### Stored data
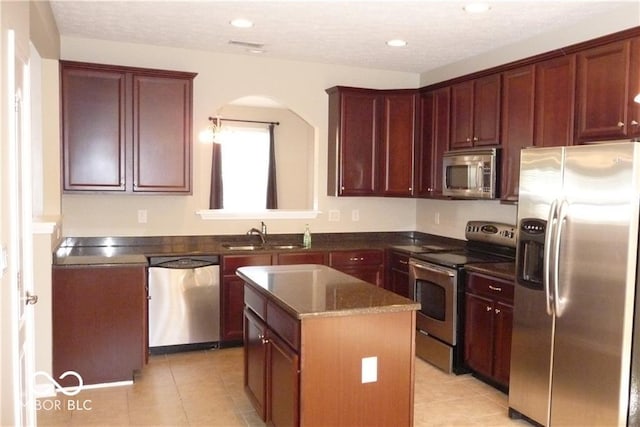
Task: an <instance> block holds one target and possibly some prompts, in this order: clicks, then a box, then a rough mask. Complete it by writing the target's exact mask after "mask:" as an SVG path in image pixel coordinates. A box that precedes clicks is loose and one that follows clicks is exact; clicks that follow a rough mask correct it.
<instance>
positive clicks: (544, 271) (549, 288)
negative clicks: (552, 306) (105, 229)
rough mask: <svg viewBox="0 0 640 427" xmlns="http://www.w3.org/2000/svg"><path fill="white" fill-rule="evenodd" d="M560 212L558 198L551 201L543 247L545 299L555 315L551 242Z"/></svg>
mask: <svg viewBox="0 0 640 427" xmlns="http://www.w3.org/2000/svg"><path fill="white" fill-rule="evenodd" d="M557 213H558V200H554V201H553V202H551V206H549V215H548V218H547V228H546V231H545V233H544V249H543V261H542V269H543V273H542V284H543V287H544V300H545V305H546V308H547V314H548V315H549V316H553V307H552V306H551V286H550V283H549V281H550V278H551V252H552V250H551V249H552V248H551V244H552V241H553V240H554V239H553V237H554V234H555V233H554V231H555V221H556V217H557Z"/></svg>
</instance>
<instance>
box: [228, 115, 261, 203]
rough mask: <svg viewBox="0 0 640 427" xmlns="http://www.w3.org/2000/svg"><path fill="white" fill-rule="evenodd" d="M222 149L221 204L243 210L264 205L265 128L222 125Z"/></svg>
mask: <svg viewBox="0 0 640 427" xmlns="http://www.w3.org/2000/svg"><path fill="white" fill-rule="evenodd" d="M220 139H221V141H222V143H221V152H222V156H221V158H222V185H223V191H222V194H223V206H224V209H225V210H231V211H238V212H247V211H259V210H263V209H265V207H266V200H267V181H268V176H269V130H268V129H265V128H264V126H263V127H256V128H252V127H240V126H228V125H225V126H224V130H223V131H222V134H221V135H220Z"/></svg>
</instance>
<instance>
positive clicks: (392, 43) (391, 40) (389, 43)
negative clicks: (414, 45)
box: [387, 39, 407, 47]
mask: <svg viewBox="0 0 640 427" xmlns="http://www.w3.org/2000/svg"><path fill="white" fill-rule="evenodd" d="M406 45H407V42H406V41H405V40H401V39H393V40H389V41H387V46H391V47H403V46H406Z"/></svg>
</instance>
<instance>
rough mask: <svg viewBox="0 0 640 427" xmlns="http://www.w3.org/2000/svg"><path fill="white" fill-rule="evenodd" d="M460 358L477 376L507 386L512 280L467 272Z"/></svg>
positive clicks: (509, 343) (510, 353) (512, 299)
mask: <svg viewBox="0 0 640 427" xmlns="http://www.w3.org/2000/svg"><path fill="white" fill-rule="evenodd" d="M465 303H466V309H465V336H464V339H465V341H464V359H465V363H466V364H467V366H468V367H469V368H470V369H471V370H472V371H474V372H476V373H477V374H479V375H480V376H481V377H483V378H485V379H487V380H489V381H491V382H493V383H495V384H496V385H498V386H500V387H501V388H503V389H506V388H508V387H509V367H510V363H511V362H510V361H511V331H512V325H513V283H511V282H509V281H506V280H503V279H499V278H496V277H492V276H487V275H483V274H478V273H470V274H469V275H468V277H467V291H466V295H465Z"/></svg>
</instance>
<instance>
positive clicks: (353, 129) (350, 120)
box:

### What you will do
Reproduce the data above verbatim, leaving out the pictures.

### Result of this exercise
Task: an <instance> block holds one target and possibly some prompts, in this order: clicks, then a box, then a rough mask. Complete it by writing the target's exact mask after "mask:" as an SVG path in image pixel coordinates. A box that precedes clicks is loose and one that follows clicks is exact; clicks that follow a rough mask correct it.
<instance>
positive clicks: (544, 271) (549, 288)
negative clicks: (552, 306) (105, 229)
rough mask: <svg viewBox="0 0 640 427" xmlns="http://www.w3.org/2000/svg"><path fill="white" fill-rule="evenodd" d="M560 212L558 198L551 201L543 247L545 299L555 315L551 242Z"/></svg>
mask: <svg viewBox="0 0 640 427" xmlns="http://www.w3.org/2000/svg"><path fill="white" fill-rule="evenodd" d="M557 213H558V200H554V201H553V202H551V206H549V215H548V218H547V228H546V231H545V233H544V249H543V261H542V269H543V273H542V284H543V287H544V300H545V305H546V308H547V314H548V315H549V316H553V307H552V306H551V286H550V283H549V281H550V278H551V252H552V250H551V249H552V248H551V244H552V241H553V240H554V239H553V237H554V234H555V233H554V231H555V221H556V217H557Z"/></svg>
</instance>
<instance>
box: [228, 115, 261, 203]
rough mask: <svg viewBox="0 0 640 427" xmlns="http://www.w3.org/2000/svg"><path fill="white" fill-rule="evenodd" d="M222 149L221 204L243 210L264 205L265 128L222 125Z"/></svg>
mask: <svg viewBox="0 0 640 427" xmlns="http://www.w3.org/2000/svg"><path fill="white" fill-rule="evenodd" d="M220 139H221V141H222V143H221V152H222V156H221V158H222V185H223V191H222V194H223V206H224V209H225V210H231V211H238V212H247V211H259V210H263V209H265V207H266V200H267V181H268V176H269V130H268V129H265V128H264V126H263V127H256V128H252V127H240V126H228V125H225V126H224V130H223V131H222V134H221V135H220Z"/></svg>
</instance>
<instance>
positive clicks: (392, 43) (391, 40) (389, 43)
negative clicks: (414, 45)
box: [387, 39, 407, 47]
mask: <svg viewBox="0 0 640 427" xmlns="http://www.w3.org/2000/svg"><path fill="white" fill-rule="evenodd" d="M406 45H407V42H406V41H405V40H401V39H393V40H389V41H387V46H391V47H403V46H406Z"/></svg>
</instance>
<instance>
rough mask: <svg viewBox="0 0 640 427" xmlns="http://www.w3.org/2000/svg"><path fill="white" fill-rule="evenodd" d="M460 358L477 376L507 386L512 280L467 272Z"/></svg>
positive clicks: (509, 343) (510, 353) (512, 299)
mask: <svg viewBox="0 0 640 427" xmlns="http://www.w3.org/2000/svg"><path fill="white" fill-rule="evenodd" d="M465 303H466V309H465V336H464V339H465V341H464V359H465V363H466V364H467V366H468V367H469V368H470V369H471V370H472V371H474V372H476V373H477V374H479V375H480V376H481V377H483V378H485V379H487V380H489V381H491V382H493V383H495V384H496V385H498V386H500V387H501V388H503V389H506V388H508V387H509V367H510V363H511V362H510V361H511V331H512V325H513V283H511V282H509V281H506V280H503V279H499V278H496V277H492V276H487V275H483V274H478V273H470V274H469V275H468V277H467V291H466V295H465Z"/></svg>
</instance>
<instance>
positive clicks: (353, 129) (350, 120)
box:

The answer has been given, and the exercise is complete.